_Task goal_
Rescale the records from the line containing "Guideline: mark the concrete" through the end of the records, both ends included, and reproduce every line, requests included. Multiply each coordinate in the answers by 1.95 and round to whole numbers, halves up, leaving the requests and their sample coordinates unchanged.

___ Materials provided ___

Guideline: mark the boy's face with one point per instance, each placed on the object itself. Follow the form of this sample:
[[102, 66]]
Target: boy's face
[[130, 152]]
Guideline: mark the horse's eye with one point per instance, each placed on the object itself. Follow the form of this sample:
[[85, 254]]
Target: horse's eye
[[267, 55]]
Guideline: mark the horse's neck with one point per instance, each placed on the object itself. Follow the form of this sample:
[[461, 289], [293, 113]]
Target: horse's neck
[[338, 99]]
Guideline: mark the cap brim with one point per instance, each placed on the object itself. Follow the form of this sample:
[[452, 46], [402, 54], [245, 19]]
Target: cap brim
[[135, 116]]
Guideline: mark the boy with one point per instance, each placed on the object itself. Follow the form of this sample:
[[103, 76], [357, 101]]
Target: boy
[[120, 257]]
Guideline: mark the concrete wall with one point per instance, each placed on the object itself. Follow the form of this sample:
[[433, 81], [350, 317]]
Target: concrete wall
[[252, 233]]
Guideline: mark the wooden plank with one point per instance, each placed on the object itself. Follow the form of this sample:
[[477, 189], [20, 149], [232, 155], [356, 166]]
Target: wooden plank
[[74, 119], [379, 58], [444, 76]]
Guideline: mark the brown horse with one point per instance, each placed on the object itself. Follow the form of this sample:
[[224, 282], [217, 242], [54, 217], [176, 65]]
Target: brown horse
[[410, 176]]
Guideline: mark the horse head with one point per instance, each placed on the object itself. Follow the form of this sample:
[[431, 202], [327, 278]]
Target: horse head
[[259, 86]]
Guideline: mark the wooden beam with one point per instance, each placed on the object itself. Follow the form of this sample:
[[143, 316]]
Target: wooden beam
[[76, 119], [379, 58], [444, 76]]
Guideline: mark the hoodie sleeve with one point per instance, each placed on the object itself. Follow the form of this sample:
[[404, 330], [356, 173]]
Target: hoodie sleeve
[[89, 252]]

___

_Written response_
Guideline: mark the concrete wall with one point per instance, each placed on the object itself. Follow the form of this sample:
[[433, 81], [350, 317]]
Target: concrete wall
[[491, 454]]
Guideline: mark the wooden plank with one point per instance, each placed on the object itself. Follow the form of this sample:
[[477, 189], [20, 149], [232, 155], [356, 166]]
Target: wooden plank
[[144, 232], [739, 113], [866, 148]]
Guideline: mark the brown horse with one point per instance, each placed on the object itself. Follow the form of this sample:
[[224, 282], [217, 242], [54, 217], [176, 65]]
Target: brown horse
[[800, 343]]
Guideline: mark the horse head with one point per instance, each placed on the object itself. Follow the form of this sample:
[[431, 202], [327, 278]]
Target: horse head
[[505, 168]]
Guideline: mark the wooden beam with one point per instance, each placed on the object itself. Follow the form of this sample:
[[143, 316]]
Target: wooden beam
[[148, 232], [739, 113], [866, 148]]
Guideline: mark the hoodie sleeve with one point per instance, each placed on the object itself. Follow the form of this sample:
[[404, 330], [356, 173]]
Target: hoodie sleeve
[[174, 491]]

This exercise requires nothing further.